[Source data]
* * * * * * * * *

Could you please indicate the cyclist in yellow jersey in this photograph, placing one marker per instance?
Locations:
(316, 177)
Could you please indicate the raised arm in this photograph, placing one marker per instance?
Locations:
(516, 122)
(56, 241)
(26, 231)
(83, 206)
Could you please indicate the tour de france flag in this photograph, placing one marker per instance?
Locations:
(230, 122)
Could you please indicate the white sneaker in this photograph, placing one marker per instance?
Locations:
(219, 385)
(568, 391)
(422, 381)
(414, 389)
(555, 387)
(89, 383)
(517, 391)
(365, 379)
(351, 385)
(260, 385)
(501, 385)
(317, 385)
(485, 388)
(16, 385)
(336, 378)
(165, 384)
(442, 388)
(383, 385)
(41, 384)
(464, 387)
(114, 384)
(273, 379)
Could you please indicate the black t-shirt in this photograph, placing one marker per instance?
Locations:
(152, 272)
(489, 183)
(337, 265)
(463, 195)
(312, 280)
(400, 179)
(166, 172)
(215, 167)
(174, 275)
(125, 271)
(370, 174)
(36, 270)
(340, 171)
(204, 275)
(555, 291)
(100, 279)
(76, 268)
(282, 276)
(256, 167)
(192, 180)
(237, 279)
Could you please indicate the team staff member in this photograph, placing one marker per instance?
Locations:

* * * * * * * * *

• **WORK TO DO**
Copy the source data from the line containing "Could you please indicate the black" through the end of the source data, substituting "Points" for every "Locations" and leaving everything else the same.

• **WRITTEN REPLY**
Could you please indicate the black t-shirt in this photograph, placing one marker per instance?
Points:
(152, 272)
(489, 183)
(337, 265)
(463, 195)
(312, 280)
(400, 179)
(166, 172)
(215, 167)
(174, 275)
(125, 271)
(370, 174)
(36, 270)
(340, 171)
(204, 275)
(555, 291)
(100, 279)
(76, 268)
(282, 276)
(256, 167)
(192, 180)
(237, 279)
Could you please indicate the team staff member in this photograph, placing one marker per instance?
Points:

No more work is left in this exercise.